:: Exercise requirements ::
All the entries below should be reproduced exactly.

◇ ◇ ◇ ◇

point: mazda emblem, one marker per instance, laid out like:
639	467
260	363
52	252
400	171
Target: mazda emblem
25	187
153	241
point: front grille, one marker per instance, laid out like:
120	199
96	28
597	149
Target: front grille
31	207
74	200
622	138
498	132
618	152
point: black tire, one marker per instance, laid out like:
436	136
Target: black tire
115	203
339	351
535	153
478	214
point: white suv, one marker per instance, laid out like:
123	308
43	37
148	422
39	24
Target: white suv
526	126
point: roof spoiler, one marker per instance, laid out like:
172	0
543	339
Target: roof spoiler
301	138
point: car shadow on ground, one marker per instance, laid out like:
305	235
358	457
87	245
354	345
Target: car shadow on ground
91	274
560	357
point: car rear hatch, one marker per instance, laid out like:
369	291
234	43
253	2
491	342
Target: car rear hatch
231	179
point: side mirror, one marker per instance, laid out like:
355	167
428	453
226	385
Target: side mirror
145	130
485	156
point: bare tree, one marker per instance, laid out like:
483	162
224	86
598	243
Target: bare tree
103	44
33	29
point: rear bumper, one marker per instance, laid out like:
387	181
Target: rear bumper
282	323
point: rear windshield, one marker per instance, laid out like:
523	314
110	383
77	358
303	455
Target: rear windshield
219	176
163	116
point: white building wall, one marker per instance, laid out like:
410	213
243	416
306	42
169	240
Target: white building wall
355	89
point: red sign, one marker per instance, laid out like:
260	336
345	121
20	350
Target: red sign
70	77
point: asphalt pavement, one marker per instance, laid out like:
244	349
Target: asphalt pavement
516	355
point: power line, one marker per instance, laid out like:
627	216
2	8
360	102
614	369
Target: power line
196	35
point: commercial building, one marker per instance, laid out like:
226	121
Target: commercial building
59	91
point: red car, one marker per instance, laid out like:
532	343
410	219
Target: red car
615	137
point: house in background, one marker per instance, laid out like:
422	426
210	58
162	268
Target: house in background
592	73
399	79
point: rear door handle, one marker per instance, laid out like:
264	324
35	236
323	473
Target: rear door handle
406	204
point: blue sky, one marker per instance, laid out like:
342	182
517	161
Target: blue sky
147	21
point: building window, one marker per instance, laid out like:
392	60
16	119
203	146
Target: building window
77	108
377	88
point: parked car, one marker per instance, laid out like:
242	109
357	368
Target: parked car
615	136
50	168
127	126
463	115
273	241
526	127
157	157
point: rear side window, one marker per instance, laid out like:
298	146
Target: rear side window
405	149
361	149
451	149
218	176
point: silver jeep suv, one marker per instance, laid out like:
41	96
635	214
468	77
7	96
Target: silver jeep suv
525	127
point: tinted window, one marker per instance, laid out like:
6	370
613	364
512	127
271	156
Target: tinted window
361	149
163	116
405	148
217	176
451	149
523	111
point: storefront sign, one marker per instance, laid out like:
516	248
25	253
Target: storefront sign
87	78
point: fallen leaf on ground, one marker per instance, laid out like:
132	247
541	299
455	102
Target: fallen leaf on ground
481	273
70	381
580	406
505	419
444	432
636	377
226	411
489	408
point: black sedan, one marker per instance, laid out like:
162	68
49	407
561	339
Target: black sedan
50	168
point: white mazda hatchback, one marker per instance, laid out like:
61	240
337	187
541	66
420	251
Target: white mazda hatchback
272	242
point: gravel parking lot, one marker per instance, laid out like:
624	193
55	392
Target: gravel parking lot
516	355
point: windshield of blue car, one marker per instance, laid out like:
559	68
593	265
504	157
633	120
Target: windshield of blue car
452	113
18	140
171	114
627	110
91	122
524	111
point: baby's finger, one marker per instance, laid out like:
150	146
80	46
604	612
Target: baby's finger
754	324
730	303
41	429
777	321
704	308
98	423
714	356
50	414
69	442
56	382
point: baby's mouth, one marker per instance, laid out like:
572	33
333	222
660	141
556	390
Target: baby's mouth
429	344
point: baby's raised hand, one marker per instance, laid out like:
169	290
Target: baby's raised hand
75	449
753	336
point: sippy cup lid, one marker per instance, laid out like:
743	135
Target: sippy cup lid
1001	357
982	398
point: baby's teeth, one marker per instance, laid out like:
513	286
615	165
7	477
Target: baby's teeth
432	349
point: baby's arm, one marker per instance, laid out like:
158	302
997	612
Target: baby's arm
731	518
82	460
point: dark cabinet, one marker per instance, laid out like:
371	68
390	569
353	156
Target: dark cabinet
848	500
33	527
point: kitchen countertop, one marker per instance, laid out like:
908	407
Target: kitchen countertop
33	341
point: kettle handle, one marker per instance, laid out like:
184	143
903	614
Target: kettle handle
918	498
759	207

◇ ◇ ◇ ◇

:: Answer section ::
point: mazda emblem, one marker per instance, laid out like:
639	467
260	363
52	252
400	171
Target: mazda emblem
25	187
153	241
point: front grille, one marker per instance, laid out like:
120	199
96	28
597	149
Target: front grille
31	207
74	200
622	138
498	132
618	152
point: black tire, one marker per instance, laid out like:
436	136
Target: black tire
115	203
339	351
535	153
478	214
point: white suv, one marker per instance, laid out like:
123	308
43	37
148	422
39	24
Target: white suv
526	126
point: roof spoiler, one marker per instance, laid out like:
172	0
543	339
Target: roof spoiler
301	138
point: car shadow on ground, one marker per instance, laid out like:
305	235
358	457
87	245
354	345
Target: car shadow on ground
91	274
560	357
point: car rear hatch, one marker per instance, laid out like:
369	291
234	43
253	2
491	342
Target: car rear hatch
231	179
point: side mirror, one marker per instance, laid out like:
355	167
428	453
226	385
Target: side mirror
145	130
485	156
point: bare tree, one marker per instance, laid out like:
483	162
224	86
598	243
Target: bare tree
103	44
33	29
point: rear bumper, one marker per instance, laid out like:
387	181
Target: rear bumper
282	323
point: rear windshield, one marker per instance, laid out like:
523	314
110	383
77	358
303	455
Target: rear windshield
219	176
163	116
point: white building wall, one marker per instance, laid out like:
410	213
243	416
306	42
169	240
Target: white building wall
355	89
point: red sign, one marker per instance, laid out like:
260	336
345	121
20	350
Target: red sign
70	77
point: asphalt pavement, one marker per instance, laid out like:
244	349
Target: asphalt pavement
516	355
point: power line, one marker per instance, laid out like:
627	216
2	8
360	102
614	369
Target: power line
196	35
point: commercial building, one marker per instance, laid out like:
226	121
Target: commercial building
59	91
point: red car, one marker per instance, laid out like:
532	343
410	219
Target: red car
615	137
point: house in background, one marker per instance, laid out like:
422	426
210	58
162	268
Target: house in background
592	73
399	79
point: rear door handle, one marker per instance, laid out like:
264	324
35	236
323	473
Target: rear door handle
406	204
point: blue sky, one marker per instance, laid out like:
342	182
517	161
Target: blue sky
147	21
point: building window, one marker per instance, laid out like:
392	60
16	119
203	146
Target: building window
77	108
377	88
point: parked car, one marker per instance, laid out like:
242	109
357	368
Target: parked car
615	136
50	168
127	126
463	115
273	241
526	127
157	157
point: rear side window, one marker per instance, laid out like:
298	146
Target: rear side window
405	149
361	149
451	149
218	176
point: silver jeep suv, one marker per instance, laid out like:
41	96
635	214
468	77
7	96
Target: silver jeep suv
525	127
point: tinted window, one marker per instance, laid out like:
6	370
613	364
512	127
271	156
Target: tinted window
361	149
163	116
405	148
217	176
451	149
523	111
point: storefront sign, one marker per instance, laid out like:
516	248
25	253
Target: storefront sign
87	78
point: fallen leaf on ground, one marker per instance, laid out like:
132	247
541	299
455	102
Target: fallen leaf on ground
481	273
70	381
580	406
505	419
444	432
636	377
226	411
489	408
point: black sedan, one marker per instance, laid out like:
162	68
49	407
561	339
Target: black sedan
50	168
point: white mazda hatchback, one marker per instance, laid out like:
61	240
337	187
541	66
420	251
Target: white mazda hatchback
272	242
point: gravel parking lot, one marker per instance, laid out like:
624	193
55	392
Target: gravel parking lot
516	355
point: windshield of blue car, one marker per instance, laid out like:
559	68
593	265
504	157
633	120
Target: windshield of blue car
452	113
18	140
171	114
627	110
91	122
524	111
point: baby's finger, one marker per instance, laid out like:
150	146
80	46
604	612
Target: baby's finger
754	324
730	303
41	429
777	321
704	308
98	423
714	356
50	414
69	442
56	382
point: baby's mouth, one marker per instance, laid out like:
572	33
333	222
660	141
556	390
Target: baby's mouth
429	344
point: baby's raised hand, one marker per instance, laid out like:
169	290
Target: baby's raised hand
75	449
753	336
point: sippy cup lid, one marker per instance, laid out like:
743	135
Target: sippy cup lid
1001	357
982	398
point: baby's teeth, one marker per instance, laid out like:
513	286
615	165
7	477
Target: baby's teeth
432	349
point: baby's arm, one marker per instance, laid out like:
158	302
997	612
Target: baby's arm
731	518
82	460
point: dark cabinet, one marker per instance, laid out like:
371	68
390	569
353	156
Target: dark cabinet
848	500
33	527
point: kitchen countertop, one marker per instance, laid out like:
908	407
Target: kitchen countertop
33	341
point: kettle handle, one marker per instance, laid out like:
184	143
903	614
Target: kettle handle
918	498
759	207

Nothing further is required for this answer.